Énoncé 1 => Dans l'extrait sur l'album de Leonard Cohen, quel est le titre du disque ?

Extrait du document =>
#####
Avec « You Want It Darker », Leonard Cohen s’avance à nu dans son costume acoustique et hésite entre le constat glaçant et l’œuvre testamentaire. Peu importe la réponse, c’est avant tout un immense disque du monsieur.
Leonard Cohen ne cesse de dire à qui veut l’entendre qu’il est prêt à mourir mais on a bien le temps d’en arriver à ces extrémités-là. N’y voyez pas le geste d’un pudeur trop appuyée ou l’envie de rejeter l’inconcevable. On est bien obligé de se faire à l’idée que nous sommes désormais dans un monde sans David Bowie, alors on a bien envie de donner un ticket pour l’éternité au vieux juif canadien.
#####
Énoncé 2 => Listez, s'il vous plaît, chaque ligne des enregistrements qui contient le mot « dealership ».

Données enregistrées =>
#####
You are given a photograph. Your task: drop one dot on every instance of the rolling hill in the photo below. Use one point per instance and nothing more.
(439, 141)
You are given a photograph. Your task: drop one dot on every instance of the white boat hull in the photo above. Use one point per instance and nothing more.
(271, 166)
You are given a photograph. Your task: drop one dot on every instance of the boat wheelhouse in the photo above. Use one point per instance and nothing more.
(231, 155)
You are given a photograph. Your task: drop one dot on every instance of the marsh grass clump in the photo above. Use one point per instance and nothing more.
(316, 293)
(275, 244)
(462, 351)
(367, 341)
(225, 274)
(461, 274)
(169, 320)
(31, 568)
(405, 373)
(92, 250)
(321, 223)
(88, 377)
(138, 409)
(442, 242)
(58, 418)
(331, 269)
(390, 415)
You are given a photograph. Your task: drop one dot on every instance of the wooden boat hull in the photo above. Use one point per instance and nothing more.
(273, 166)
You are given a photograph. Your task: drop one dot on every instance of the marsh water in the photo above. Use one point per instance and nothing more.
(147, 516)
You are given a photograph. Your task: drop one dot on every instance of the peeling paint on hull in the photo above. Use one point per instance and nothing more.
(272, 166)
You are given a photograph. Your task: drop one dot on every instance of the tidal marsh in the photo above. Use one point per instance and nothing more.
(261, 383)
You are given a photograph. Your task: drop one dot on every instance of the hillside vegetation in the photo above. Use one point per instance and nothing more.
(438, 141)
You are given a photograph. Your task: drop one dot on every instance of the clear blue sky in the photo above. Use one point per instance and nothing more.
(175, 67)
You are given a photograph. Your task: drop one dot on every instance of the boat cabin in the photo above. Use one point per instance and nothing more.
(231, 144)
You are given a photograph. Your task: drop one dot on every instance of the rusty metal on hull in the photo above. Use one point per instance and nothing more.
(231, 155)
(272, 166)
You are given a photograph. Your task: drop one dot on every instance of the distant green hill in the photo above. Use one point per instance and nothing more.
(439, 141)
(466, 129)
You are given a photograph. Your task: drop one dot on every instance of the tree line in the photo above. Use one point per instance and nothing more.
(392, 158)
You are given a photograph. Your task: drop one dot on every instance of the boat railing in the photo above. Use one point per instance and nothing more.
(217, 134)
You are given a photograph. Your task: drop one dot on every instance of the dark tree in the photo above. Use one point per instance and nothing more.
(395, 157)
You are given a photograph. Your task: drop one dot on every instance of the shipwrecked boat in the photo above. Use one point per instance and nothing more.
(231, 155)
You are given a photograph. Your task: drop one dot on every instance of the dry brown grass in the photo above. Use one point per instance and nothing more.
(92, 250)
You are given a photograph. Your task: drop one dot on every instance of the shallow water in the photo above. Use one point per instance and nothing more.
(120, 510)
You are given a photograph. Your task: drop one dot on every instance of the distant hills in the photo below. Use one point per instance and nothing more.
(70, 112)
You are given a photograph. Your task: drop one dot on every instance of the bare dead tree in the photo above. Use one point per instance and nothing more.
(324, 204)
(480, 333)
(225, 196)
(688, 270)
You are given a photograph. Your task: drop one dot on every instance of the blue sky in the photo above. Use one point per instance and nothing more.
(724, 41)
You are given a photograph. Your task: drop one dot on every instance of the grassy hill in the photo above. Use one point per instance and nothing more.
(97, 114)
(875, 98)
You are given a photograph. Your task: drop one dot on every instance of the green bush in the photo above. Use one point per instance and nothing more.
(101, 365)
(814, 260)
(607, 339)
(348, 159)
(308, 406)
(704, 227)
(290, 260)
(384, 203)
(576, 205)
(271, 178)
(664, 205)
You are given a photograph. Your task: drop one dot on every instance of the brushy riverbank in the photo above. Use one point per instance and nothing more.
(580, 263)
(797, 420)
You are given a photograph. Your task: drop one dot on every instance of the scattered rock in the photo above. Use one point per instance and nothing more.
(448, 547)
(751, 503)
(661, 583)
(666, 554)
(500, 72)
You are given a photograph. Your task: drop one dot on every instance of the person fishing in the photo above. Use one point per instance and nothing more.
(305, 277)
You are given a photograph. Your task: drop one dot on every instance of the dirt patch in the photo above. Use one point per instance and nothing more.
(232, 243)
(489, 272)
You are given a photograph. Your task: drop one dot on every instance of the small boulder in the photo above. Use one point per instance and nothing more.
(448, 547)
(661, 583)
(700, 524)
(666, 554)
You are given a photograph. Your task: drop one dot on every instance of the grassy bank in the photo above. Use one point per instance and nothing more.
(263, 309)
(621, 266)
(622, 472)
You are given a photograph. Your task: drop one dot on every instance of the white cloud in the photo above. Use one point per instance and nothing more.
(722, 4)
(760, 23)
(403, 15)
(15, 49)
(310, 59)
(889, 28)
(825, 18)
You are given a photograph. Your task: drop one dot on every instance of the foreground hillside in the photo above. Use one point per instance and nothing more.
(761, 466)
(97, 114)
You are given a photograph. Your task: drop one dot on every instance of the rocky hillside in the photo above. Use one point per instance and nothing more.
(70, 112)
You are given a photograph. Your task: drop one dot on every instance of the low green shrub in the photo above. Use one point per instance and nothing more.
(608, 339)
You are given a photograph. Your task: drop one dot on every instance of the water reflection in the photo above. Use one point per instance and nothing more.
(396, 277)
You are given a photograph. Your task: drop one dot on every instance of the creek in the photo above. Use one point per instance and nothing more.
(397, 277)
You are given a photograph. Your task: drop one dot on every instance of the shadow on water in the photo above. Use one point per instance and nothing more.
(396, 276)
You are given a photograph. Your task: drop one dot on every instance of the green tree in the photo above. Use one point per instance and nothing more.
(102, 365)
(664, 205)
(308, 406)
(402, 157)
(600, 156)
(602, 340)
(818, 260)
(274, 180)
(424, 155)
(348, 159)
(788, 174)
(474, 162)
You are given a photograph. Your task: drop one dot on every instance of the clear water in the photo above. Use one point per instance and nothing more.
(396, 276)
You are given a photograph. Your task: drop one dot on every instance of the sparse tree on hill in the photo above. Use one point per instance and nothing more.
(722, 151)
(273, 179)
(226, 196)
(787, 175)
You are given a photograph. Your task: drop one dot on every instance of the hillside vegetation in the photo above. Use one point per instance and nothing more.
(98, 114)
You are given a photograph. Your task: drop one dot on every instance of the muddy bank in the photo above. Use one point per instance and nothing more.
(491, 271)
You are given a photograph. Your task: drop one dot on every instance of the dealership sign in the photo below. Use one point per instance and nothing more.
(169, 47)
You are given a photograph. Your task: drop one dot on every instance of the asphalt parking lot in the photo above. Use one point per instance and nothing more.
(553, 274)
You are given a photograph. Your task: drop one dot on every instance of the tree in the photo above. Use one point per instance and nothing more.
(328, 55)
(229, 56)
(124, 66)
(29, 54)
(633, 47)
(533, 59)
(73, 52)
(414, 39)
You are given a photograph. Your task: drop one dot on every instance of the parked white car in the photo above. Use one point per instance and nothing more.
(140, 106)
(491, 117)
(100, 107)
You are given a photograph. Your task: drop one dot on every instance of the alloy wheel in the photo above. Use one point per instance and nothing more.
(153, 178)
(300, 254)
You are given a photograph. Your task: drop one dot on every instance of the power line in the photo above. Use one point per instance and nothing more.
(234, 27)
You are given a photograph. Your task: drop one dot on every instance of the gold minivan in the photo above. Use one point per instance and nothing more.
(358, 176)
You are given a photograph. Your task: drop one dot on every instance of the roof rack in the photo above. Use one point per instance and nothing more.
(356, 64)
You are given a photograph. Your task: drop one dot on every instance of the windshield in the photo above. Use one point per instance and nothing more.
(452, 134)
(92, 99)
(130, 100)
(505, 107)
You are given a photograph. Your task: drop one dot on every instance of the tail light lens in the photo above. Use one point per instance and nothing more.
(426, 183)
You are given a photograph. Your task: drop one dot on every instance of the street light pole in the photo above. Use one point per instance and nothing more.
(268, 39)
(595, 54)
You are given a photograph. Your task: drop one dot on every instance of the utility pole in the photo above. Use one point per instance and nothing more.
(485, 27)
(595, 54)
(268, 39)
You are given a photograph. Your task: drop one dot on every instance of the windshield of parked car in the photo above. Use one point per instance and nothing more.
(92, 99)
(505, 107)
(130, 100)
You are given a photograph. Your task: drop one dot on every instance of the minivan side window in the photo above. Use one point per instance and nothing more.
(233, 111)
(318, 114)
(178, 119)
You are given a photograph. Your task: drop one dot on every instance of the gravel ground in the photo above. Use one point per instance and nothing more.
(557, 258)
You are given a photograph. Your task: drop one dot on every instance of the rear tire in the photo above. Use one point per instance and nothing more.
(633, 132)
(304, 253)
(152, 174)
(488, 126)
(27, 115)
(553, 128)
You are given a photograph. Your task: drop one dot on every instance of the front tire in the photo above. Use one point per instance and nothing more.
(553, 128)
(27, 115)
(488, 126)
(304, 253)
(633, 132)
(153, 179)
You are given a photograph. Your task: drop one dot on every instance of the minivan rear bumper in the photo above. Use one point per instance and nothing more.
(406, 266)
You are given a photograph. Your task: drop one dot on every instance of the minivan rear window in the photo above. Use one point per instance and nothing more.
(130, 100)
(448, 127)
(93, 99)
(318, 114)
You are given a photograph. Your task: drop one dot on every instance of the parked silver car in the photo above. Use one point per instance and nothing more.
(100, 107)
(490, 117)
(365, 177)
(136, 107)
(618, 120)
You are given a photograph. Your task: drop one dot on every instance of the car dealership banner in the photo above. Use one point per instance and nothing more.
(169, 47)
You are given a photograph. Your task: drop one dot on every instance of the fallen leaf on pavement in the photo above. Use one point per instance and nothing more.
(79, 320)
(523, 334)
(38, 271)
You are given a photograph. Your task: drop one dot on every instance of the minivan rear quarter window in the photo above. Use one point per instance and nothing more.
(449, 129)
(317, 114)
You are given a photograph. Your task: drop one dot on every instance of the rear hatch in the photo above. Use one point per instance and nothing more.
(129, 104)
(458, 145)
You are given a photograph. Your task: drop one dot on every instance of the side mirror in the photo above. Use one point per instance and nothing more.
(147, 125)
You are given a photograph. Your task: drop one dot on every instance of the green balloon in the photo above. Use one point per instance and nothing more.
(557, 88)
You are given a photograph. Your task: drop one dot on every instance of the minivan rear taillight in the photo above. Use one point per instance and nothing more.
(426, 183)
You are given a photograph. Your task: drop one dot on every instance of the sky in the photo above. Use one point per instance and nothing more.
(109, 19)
#####
Réponse 1 => « You Want It Darker »

Réponse 2 =>
You are given a photograph. Your task: drop one dot on every instance of the dealership sign in the photo below. Use one point per instance and nothing more.
You are given a photograph. Your task: drop one dot on every instance of the car dealership banner in the photo above. Use one point per instance and nothing more.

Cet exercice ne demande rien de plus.